Excerpt provided —
···
# Duck hunting first with some bad hunters.



## Codeman (Mar 9, 2010)

I had something fishy happen to me and my group this weekend when hunting ducks and figured I would share. I went scouting Friday for ducks for a good spot to hunt ducks for Saturday. I ended up scouting an area that we have hunted since opening week and have drove past multiple times but not hunted due to having other fields. This field has never been posted. I found last night that it was loaded with ducks and checked all 4 corners for signs. We left early saturday morning and came to our field to find a posted sign in the corner that was not there the night before. The sign did not have a name or anything on it. We went to our secondary field and 4 of us ended up shooting 21 birds so it was a good day. On the way home we drove past this field since it is off the highway. We found no ducks in the water and no posted sign in the corner. I suspect that some hunters put a fake posted sign so noone would hunt it. I am not positive but it seems fishy since it has never been posted before and was not posted when we came back. Just figured I would share.


----------



## Mud15 (Sep 24, 2004)

That would take some nerve to do. Thats why i always try to ask the landowner no mattter if its posted or not. Puts my mind at ease in the morning knowing i have permission no matter what.


----------



## EllendaleND (Dec 25, 2011)

Either that or some other hunters got permission ane wernt gunna hunt it untill the next day or something.


----------



## blhunter3 (May 5, 2007)

I have posted stuff at night, but I always put it the legal distance. So someone probably put a sign there to keep people out so they could hunt it.

Legally you can hunt a posted field if there is no name, but that in itself is hairy...


----------



## Old Hunter (Mar 8, 2002)

blhunter3 You have a great way of setting a hunter up for a violation that he had no intention of commiting.


----------



## Codeman (Mar 9, 2010)

I guess maybe the land owner posted it so they could hunt it but I would have thought they would have put their name on the sign. And I know that is the law but we had another field and don't want to wreck any hunter/farmer relations and push even more landowners into posting their land or else getting angry and not allowing people to hunt their land.


----------



## TakeThatDrake (Aug 22, 2010)

I still don't understand the confusion with the posting and trespass law. Obviously it is a big issue, I have never knowingly hunted on posted property without getting permission. Whether it is signed or not. However I have seen a few posts on here stating it is illegal to hunt a field that has posted signs that are not signed. Here is the entire section of the regulations from the North Dakota Game and fish...
···
[Dataset entries]
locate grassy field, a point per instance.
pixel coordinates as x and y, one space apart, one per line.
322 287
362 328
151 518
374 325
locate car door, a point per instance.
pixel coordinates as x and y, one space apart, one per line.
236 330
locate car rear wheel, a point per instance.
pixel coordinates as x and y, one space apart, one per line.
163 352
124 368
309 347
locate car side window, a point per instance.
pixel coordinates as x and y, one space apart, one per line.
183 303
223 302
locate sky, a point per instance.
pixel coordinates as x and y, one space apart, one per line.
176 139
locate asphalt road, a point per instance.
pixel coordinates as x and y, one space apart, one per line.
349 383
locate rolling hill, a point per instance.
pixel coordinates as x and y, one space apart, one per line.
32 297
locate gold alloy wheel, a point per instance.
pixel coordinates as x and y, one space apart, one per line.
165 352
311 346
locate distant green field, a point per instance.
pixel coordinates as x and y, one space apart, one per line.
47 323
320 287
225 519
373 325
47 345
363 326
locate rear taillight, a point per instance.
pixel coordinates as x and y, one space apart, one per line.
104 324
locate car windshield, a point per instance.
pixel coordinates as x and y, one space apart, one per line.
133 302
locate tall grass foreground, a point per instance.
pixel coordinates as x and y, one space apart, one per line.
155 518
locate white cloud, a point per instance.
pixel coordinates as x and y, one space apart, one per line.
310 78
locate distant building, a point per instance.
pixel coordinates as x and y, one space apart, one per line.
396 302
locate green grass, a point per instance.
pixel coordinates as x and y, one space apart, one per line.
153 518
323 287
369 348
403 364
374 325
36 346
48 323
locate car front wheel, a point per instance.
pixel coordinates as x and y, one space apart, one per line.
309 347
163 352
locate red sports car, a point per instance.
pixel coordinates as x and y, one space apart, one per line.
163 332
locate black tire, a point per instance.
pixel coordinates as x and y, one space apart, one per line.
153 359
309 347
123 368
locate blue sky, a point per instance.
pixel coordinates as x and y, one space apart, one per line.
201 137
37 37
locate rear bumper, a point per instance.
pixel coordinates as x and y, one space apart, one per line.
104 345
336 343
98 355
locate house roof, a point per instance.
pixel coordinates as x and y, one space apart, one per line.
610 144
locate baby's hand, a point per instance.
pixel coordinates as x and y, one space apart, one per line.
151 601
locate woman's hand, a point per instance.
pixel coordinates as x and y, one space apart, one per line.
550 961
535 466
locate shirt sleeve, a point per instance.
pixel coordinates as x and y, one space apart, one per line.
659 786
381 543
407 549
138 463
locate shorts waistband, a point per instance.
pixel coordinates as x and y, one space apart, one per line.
···
Stated exercise — Could you print everything from "That would take" down to "no matter what." in the duck hunting thread above?

Exercise output —
That would take some nerve to do. Thats why i always try to ask the landowner no mattter if its posted or not. Puts my mind at ease in the morning knowing i have permission no matter what.